◆ Istruzioni operative
1. Ricopia dal testo sull'Emilia-Romagna sommersa dal fango il tratto che parte da "Diversi decessi, da" e prosegue fino a "che raccontano storie.".
2. Secondo il testo sull'Emilia-Romagna sommersa dal fango, dove sono state riunite le decine di migliaia di persone sfollate?
3. Riprendi il testo sull'Emilia-Romagna sommersa dal fango, proseguendo dopo la sua ultima frase.

Luminasio ☀️
Quando l'Emilia-Romagna si è ritrovata sommersa da un vischioso mare di fanghiglia, feci e terrore; eravamo certɜ di poter parlare di una grave perturbazione climatica.
 
Diversi decessi, da considerarsi omicidio delle politiche che rincorrono il feticcio del cemento e della moneta. Decine di migliaia di persone riunite in accampamenti, sfollate da case ormai irriconoscibili. Numeri che non oso rivedere, ma non serve l’esatta cifra per capire che raccontano storie.
 
Dato di altrettanta rilevanza, il numero di cuori che, sconfinando ogni geografia, si sono mossi nella solidarietà capace di farsi braccia e scavare fino all’ultimo detrito. I territori, ormai viscidi e deformi, si sono aggregati intorno a necessità non soddisfatte da chi promette bene e investe male. Dalla necessità, infatti, si sono costruiti rapporti di cura - per le persone e dalle persone, per il territorio e dal territorio - che hanno dato vita a una rete di mutualismo capace di spalare quanto di pretendere un’alternativa al mondo di fango a cui ci hanno ridottɜ.

Righe tratte da un dataset di segmentazione:

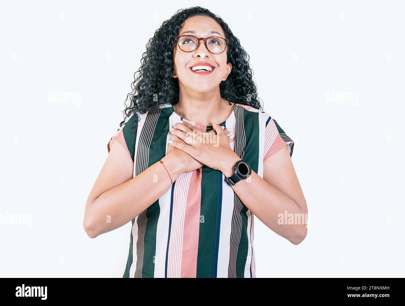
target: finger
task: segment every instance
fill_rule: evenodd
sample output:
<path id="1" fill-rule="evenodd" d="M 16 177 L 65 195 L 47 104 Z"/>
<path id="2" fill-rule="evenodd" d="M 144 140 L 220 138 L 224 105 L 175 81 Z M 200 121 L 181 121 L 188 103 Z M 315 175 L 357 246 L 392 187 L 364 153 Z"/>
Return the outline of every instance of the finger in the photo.
<path id="1" fill-rule="evenodd" d="M 181 150 L 190 155 L 192 155 L 192 147 L 187 143 L 181 143 L 173 140 L 169 141 L 169 145 Z"/>
<path id="2" fill-rule="evenodd" d="M 185 133 L 187 133 L 187 132 L 192 133 L 193 130 L 190 129 L 186 124 L 182 123 L 183 122 L 183 121 L 181 120 L 177 122 L 173 125 L 173 128 L 177 128 L 178 130 L 183 131 Z"/>
<path id="3" fill-rule="evenodd" d="M 215 130 L 215 131 L 217 132 L 217 134 L 220 135 L 225 133 L 224 131 L 224 130 L 222 129 L 222 127 L 220 125 L 217 123 L 217 122 L 213 120 L 211 120 L 211 121 L 213 123 L 212 127 L 213 127 Z"/>
<path id="4" fill-rule="evenodd" d="M 188 122 L 186 122 L 184 120 L 180 120 L 179 121 L 177 121 L 176 122 L 176 124 L 177 123 L 179 123 L 181 124 L 183 124 L 185 126 L 190 129 L 190 130 L 191 130 L 191 131 L 195 130 L 196 133 L 197 133 L 198 132 L 202 133 L 204 131 L 202 130 L 201 130 L 197 127 L 196 127 L 192 124 L 190 124 Z"/>

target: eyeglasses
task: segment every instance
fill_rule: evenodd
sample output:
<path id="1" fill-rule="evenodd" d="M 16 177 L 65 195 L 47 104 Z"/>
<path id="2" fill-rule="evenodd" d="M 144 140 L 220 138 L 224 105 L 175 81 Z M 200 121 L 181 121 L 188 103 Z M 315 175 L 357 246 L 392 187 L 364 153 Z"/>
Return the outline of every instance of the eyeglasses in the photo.
<path id="1" fill-rule="evenodd" d="M 175 45 L 177 41 L 179 47 L 181 50 L 184 52 L 192 52 L 200 46 L 200 41 L 201 39 L 204 40 L 207 49 L 214 54 L 219 54 L 224 52 L 228 43 L 228 39 L 219 36 L 198 38 L 193 35 L 180 35 L 176 36 Z"/>

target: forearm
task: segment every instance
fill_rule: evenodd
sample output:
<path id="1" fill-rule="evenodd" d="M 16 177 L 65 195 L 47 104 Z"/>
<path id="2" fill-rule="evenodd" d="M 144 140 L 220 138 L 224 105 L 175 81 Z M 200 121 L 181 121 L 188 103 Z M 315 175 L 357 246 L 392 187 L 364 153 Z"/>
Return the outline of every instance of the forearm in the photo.
<path id="1" fill-rule="evenodd" d="M 92 238 L 126 224 L 153 204 L 181 174 L 178 163 L 168 156 L 134 178 L 105 191 L 86 205 L 88 231 Z M 89 220 L 90 219 L 90 220 Z"/>
<path id="2" fill-rule="evenodd" d="M 240 159 L 237 156 L 227 162 L 227 165 L 222 169 L 226 177 L 233 173 L 233 166 Z M 305 237 L 307 231 L 305 212 L 292 199 L 254 171 L 252 171 L 249 178 L 241 180 L 232 188 L 252 213 L 275 233 L 294 244 L 299 243 Z M 285 220 L 286 216 L 287 220 Z M 290 216 L 293 216 L 294 224 L 289 224 L 287 222 Z M 305 222 L 303 221 L 303 218 Z M 280 219 L 283 224 L 279 224 Z M 300 222 L 296 222 L 297 220 Z"/>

◆ Esiti dell'esercizio
1.
Diversi decessi, da considerarsi omicidio delle politiche che rincorrono il feticcio del cemento e della moneta. Decine di migliaia di persone riunite in accampamenti, sfollate da case ormai irriconoscibili. Numeri che non oso rivedere, ma non serve l’esatta cifra per capire che raccontano storie.

2. In accampamenti.

3.
 
Ci hanno chiamatɜ angeli del fango, dipingendo un ritratto romanzesco di una rabbia che, in verità, di romantico ha poco e niente. Parlavano di noi come di gran principini che galoppano eroicamente sul cavallo bianco per salvare le povere, sperdute, rassegnate, vittime dell'alluvione.
 
Ma ci siamo guardatɜ attorno e, di vittime, non ne abbiamo vista l’ombra. Perché non ci sono vittime, in questa storia. Ci sono carnefici e rapporti di potere; mani sporche di sangue e cemento che schiacciano mani sporche di fango.
 
 
Quella rete di amore che è stata capace di mobilitare mari e monti per portare conforto a chi si è vistə togliere tutto, ha ricostruito le strade inagibili, i relitti delle abitazioni, le poche attività che ancora si potevano salvare dalle macerie. Ma, soprattutto, è stata capace di impugnare la pala quanto una pretesa: mai avremmo tollerato di dover indossare gli stivali ancora una volta; di dover, ancora, fare i conti con gli ovvi e annunciati disastri di chi ha scelto il fango e la tragedia, piuttosto che scegliere la gente.
 
È con questo sentimento di riscatto, che si è organizzato e creato, costruito e ricostruito quanto era stato distrutto. Una rabbia immensa, come la violenza del cielo che ti crolla addosso una pioggia incessante, ci ha condottɜ a riportare ai mittenti il fango che aveva travolto le nostre case. Migliaia di stivali hanno trascinato le loro carriole sotto la sede della Regione, contestando non soltanto un’opera politica, ma mettendo in discussione l’intero sistema mortifero che stava spazzando via le nostre vite.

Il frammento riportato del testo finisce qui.